● Selected excerpt:
________________________________________

1/20/19

The Case of the Corporal's Leave (1945) by Christopher Bush

The Case of the Corporal's Leave (1945) is Christopher Bush's twenty-ninth mystery novel about his two detectives, Ludovic Travers and Superintendent George Wharton, which is one of his wartime stories and takes place after Travers was "invalided out of the Army in the autumn of 1943" – now worked on "Special Branch jobs" for an overworked Scotland Yard. My reason for picking this particular title is its tantalizing premise. The story opens with Travers confessing that he had committed "what was tantamount to murder" and it will not be till the story is almost over that "you learn how and why."

The Case of the Corporal's Leave begins when Travers reported to Scotland Yard and found Wharton in "in one of his heavy, preoccupied moods." What harried his mind was the sudden disappearance of a retired "Big Bug" of the India Office.

Sir William Pelle is a retired Indian Civil Servant, who has recently taken over the secretaryship of the gifts branch of the Indian Famine Relief Fund, which came with the custodianship over "various items of jewellery" that were gifted to the fund and he was going to have them appraised by a noted antique dealer, Francis Kenray – toting the expensive gifts around in a small attaché-case. Assuming nobody would think that ordinary-looking little case was crammed with at least thirty thousand pounds worth of jewellery.

However, Sir William failed to show up for his appointment with Kenray. He had disappeared without a trace along with his attaché-case and its valuable content.

Wharton is tied up at the office and ask Travers to go down to Kenray's shop, which is run by his stepsister, Grace Allbeck, under false pretenses and surreptitiously pried information in a pub from their employee, Tom Fulcher. And he has a talk with Sir William's secretary, Miss Doris Chaddon.

Travers learned from these conversations that the knowledge of Sir William lugging a small fortune in jewellery had been widely broadcast. This made him feel "vastly different about the curious disappearance," but then Wharton called to tell him that the case had become a murder investigation: Sir William's body had been discovered in the back of a railway truck with the back of his head caved in. Curiously, the body was partly covered in sugar.

As a brief aside, the pathologist discovered that Sir William had "an abnormally thin skull." So thin that they would like to have the skull as "a medical curio" in a bottle of spirit, but how can someone with with an abnormally thin, eggshell-like skull have made it to sixty-four without ever bumping his head? I remember reading about a real-life case from my country, known as Het Pantoffel-Eierschedelarrest (The Carpet Slipper-Eggshellskull Arrest), in which a man threw his carpet slipper at his wife – who was hit in the head and died several hours later. I thought this was the only aspect of the story that was a little too convenient, for the plot, to be the case.

________________________________________

● Tasks:
**a)** Answer these from the review of The Case of the Corporal's Leave:
(i) In what season and year was Travers invalided out of the Army?
(ii) Who runs Kenray's shop?
(iii) Where was Sir William's body found?
**b)** Write the next part of the review of The Case of the Corporal's Leave, picking up after its final sentence.

________________________________________

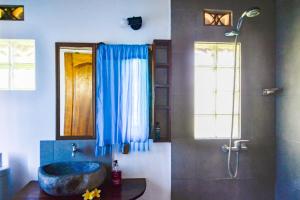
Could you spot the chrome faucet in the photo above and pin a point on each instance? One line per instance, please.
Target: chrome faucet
(74, 149)
(238, 145)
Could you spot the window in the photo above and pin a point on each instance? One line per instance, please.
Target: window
(17, 64)
(214, 71)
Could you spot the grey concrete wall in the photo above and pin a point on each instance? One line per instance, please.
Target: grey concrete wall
(198, 166)
(288, 104)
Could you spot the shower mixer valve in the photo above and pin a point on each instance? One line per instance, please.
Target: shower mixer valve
(238, 145)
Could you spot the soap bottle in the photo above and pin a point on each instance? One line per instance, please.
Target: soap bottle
(116, 174)
(157, 131)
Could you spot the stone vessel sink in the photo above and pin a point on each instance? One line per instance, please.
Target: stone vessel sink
(71, 178)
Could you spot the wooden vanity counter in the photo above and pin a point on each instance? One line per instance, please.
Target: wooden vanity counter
(130, 189)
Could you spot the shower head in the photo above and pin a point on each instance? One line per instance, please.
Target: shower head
(251, 12)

________________________________________

● Answers given:
**a)**
(i) The autumn of 1943
(ii) Kenray's stepsister, Grace Allbeck
(iii) In the back of a railway truck

**b)**
Travers and Wharton have to find a murderer in an interesting cast of characters. There are the aforementioned suspects, who were already present when Sir William was still missing, but they also have to consider one of "the last of the eccentrics" from late Edwardian times, Betram Dale, who's collects rings and once offered the lower story of his house as a police post – providing him round-the-clock police protection for his collection without spending a dime on an expensive security system. But when Travers visited the antique shop to speak with Allbeck, he saw Dale "shaking his fist at someone in the shop." And as Wharton wisely remarks, collectors are "the biggest thieves and liars unhung."

Roger Mavin is a failed novelist and Sir William hired him as a live-in secretary to help him work on his autobiography, which contains an important clue to the solution. Travers even goes out of his way to point out this clue and assures the reader that the passages from the manuscript wasn't an "unnecessary digression or mere padding." Always nice when a mystery writer goes out of his away to assure his readers that the story is fairly clued. Lastly, there's Marion Blaketon, who runs a Prisoners' Reformation Society, but Wharton knows she uses the Society for more nefarious activities.

I should also mention a part of their (early) investigation consists of the reconstructing Sir William's last train journey, which was somewhat reminiscent of Freeman Wills Crofts.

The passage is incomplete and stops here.